-- Start --
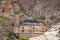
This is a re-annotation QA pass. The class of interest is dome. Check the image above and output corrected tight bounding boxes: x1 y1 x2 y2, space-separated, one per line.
23 17 38 23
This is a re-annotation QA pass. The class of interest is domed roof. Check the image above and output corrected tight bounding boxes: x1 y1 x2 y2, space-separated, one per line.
23 17 38 23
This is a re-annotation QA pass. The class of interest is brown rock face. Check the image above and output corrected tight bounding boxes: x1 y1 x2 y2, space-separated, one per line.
4 2 12 12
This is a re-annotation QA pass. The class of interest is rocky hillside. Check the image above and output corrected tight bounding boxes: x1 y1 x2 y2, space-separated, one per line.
19 0 60 16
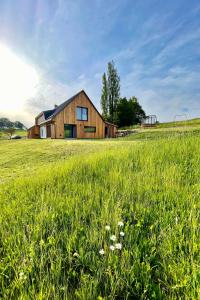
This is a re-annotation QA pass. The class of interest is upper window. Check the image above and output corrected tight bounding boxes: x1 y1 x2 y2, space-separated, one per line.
76 107 88 121
84 126 96 132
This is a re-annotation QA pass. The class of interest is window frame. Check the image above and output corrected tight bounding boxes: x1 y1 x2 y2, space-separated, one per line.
84 126 97 133
76 106 88 122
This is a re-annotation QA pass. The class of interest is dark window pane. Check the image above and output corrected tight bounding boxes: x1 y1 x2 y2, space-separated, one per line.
76 107 88 121
82 108 88 121
76 107 81 120
84 126 96 132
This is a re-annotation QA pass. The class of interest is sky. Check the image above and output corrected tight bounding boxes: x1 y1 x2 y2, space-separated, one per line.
0 0 200 126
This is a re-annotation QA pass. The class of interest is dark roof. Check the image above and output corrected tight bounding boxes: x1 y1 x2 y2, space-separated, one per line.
43 108 56 120
51 91 84 118
37 90 116 126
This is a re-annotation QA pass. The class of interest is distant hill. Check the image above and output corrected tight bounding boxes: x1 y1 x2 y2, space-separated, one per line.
0 118 27 130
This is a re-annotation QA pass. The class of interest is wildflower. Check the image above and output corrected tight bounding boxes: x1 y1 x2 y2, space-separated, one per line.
115 243 122 250
105 225 110 231
19 272 27 280
40 239 45 247
19 272 24 278
73 252 79 257
110 235 116 241
99 249 105 255
118 221 124 227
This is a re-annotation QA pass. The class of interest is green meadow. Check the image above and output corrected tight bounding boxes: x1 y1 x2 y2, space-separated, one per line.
0 124 200 300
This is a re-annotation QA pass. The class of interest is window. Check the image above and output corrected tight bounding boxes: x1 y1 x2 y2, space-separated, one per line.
84 126 96 132
76 107 88 121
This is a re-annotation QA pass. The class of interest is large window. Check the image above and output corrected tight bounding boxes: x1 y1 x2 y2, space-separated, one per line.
76 107 88 121
84 126 96 132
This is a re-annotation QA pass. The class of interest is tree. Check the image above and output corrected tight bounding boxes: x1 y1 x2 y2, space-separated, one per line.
108 61 120 122
129 97 146 124
101 73 108 120
0 118 13 128
117 97 145 127
4 127 16 140
101 61 120 122
14 121 25 129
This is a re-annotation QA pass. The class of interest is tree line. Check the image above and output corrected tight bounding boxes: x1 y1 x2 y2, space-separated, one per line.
101 61 146 127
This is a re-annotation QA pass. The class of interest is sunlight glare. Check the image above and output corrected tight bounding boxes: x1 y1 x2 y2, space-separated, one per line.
0 44 39 112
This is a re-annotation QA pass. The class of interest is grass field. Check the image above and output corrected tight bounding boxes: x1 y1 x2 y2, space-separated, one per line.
0 126 200 300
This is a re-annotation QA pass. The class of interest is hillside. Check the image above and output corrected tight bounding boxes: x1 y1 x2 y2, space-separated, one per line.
0 126 200 299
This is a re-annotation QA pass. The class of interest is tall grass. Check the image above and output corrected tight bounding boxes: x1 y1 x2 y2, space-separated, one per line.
0 136 200 300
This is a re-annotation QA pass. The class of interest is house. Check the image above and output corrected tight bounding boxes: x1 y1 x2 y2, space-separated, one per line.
28 90 117 139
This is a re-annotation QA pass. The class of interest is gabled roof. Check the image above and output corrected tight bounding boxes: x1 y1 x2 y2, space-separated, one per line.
35 90 116 126
43 108 56 120
51 90 84 118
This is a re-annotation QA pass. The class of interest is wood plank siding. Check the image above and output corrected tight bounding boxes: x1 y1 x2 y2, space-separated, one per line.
28 90 117 139
52 92 105 139
27 125 40 139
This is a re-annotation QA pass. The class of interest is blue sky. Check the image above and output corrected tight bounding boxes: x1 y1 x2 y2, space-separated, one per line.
0 0 200 124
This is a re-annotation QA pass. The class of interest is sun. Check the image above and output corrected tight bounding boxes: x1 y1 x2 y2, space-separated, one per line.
0 44 39 113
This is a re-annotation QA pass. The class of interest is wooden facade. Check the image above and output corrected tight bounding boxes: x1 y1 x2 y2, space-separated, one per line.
27 91 117 139
27 125 40 139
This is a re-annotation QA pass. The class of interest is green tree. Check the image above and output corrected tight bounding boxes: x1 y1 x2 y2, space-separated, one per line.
117 97 145 127
129 97 146 124
4 127 16 140
108 61 120 122
101 73 108 120
0 118 13 128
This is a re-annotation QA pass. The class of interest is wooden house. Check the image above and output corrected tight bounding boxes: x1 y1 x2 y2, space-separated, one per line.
28 90 117 139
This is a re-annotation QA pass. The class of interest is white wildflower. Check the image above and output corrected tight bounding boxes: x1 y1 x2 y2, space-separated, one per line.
118 221 124 227
110 235 116 241
105 225 110 231
115 243 122 250
99 249 105 255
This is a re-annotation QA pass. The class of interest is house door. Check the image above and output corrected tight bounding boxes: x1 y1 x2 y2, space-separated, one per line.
64 124 76 139
105 126 108 137
40 126 47 139
47 125 51 137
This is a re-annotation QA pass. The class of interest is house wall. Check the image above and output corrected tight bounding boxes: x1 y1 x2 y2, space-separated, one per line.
35 114 45 125
40 125 47 139
27 126 40 139
52 92 105 138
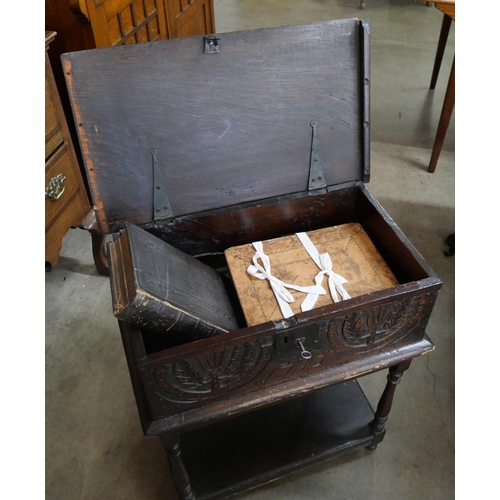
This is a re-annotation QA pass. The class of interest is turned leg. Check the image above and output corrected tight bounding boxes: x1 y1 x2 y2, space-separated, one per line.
90 231 109 276
160 433 195 500
430 14 452 90
368 359 411 450
78 210 109 276
427 58 455 174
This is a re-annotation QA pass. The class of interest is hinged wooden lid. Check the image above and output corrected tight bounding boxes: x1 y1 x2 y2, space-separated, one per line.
62 19 369 232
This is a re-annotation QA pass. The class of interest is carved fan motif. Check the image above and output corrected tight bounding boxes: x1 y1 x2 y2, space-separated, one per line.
153 337 273 403
328 295 429 352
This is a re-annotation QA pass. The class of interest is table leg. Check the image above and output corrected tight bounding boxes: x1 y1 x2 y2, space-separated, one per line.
160 432 195 500
430 14 452 90
78 210 109 276
427 58 455 173
368 359 411 450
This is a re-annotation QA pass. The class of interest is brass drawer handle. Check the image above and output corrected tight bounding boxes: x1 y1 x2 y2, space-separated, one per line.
45 174 66 200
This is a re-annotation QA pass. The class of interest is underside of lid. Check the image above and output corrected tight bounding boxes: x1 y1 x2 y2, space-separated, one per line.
62 19 369 231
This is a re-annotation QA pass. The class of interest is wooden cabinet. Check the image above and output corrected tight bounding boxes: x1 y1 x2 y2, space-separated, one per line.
45 0 215 140
45 32 90 269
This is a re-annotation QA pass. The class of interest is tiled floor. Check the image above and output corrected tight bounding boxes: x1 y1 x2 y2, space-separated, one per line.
45 0 455 500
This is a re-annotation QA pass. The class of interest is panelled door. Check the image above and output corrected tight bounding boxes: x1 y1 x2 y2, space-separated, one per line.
78 0 215 48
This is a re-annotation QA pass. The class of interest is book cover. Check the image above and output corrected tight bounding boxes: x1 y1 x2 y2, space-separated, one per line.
108 223 238 342
225 223 398 326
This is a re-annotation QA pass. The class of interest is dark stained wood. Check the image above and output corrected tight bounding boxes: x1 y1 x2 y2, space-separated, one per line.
167 0 215 38
429 14 452 90
160 432 195 500
45 32 90 269
78 209 109 276
45 0 215 203
63 20 364 231
428 58 455 173
368 359 411 450
64 17 442 499
119 314 434 436
427 0 455 173
173 380 374 500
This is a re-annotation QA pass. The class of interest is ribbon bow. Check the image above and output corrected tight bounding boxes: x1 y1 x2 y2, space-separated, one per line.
247 241 326 318
296 233 351 311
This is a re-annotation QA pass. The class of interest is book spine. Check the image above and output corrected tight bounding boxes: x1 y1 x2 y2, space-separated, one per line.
115 291 227 340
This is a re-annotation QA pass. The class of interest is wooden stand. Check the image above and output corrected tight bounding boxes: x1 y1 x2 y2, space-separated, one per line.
119 322 434 500
161 360 410 500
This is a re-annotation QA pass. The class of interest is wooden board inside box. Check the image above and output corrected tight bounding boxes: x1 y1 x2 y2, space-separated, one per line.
225 223 398 326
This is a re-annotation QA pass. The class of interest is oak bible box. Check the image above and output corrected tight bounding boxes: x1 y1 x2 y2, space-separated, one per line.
62 19 441 499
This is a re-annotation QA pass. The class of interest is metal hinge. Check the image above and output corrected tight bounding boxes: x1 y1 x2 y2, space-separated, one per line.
150 148 174 221
307 120 326 191
203 35 220 54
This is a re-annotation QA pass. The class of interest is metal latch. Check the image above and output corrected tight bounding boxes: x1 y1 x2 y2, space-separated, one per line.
203 35 220 54
274 322 327 362
307 120 326 191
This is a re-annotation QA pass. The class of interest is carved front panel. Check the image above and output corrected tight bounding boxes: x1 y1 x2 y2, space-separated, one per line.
153 337 273 403
141 292 437 417
328 294 435 354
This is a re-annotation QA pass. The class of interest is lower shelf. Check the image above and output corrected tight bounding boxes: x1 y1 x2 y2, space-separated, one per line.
181 380 380 500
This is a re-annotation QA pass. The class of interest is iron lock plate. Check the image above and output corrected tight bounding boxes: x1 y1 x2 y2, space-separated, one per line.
274 321 327 360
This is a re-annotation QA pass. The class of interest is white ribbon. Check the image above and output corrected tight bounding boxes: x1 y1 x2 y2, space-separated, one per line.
296 233 351 311
247 241 326 318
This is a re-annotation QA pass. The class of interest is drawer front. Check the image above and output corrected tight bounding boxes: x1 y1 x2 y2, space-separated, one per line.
45 70 63 160
45 143 80 231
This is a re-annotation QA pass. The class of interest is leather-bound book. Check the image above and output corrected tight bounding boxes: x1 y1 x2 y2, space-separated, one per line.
-- End --
• [TASK OBJECTIVE] Please reproduce the lines above without any change, from the line containing "interest is sunlight" to the line containing "51 90 84 118", including both of those lines.

• [WORKED SOLUTION]
This is a re-annotation QA pass. The class of interest is sunlight glare. Check the image above and output corrected tight bounding boxes: x1 y1 x2 y2, space-separated, one per line.
0 44 39 112
This is a re-annotation QA pass. The class of interest is grass field. Check the image above and output corrected tight bounding boxes: x1 y1 x2 y2, space-separated, one per line.
0 126 200 300
This is a re-annotation QA pass. The class of interest is hillside. Check the image above and output corrected tight bounding boxes: x1 y1 x2 y2, space-separated, one per line.
0 126 200 299
This is a re-annotation QA pass. The class of interest is tall grass. Check the image above and output corrected tight bounding boxes: x1 y1 x2 y2, space-separated, one per line.
0 136 200 300
This is a re-annotation QA pass. The class of interest is house. Check the image above and output corrected tight bounding boxes: x1 y1 x2 y2, space-separated, one per line.
28 90 117 139
This is a re-annotation QA pass. The class of interest is gabled roof. Check the image above and output corrected tight bounding boxes: x1 y1 x2 y2, space-separated, one per line.
35 90 116 126
43 108 56 120
51 90 84 118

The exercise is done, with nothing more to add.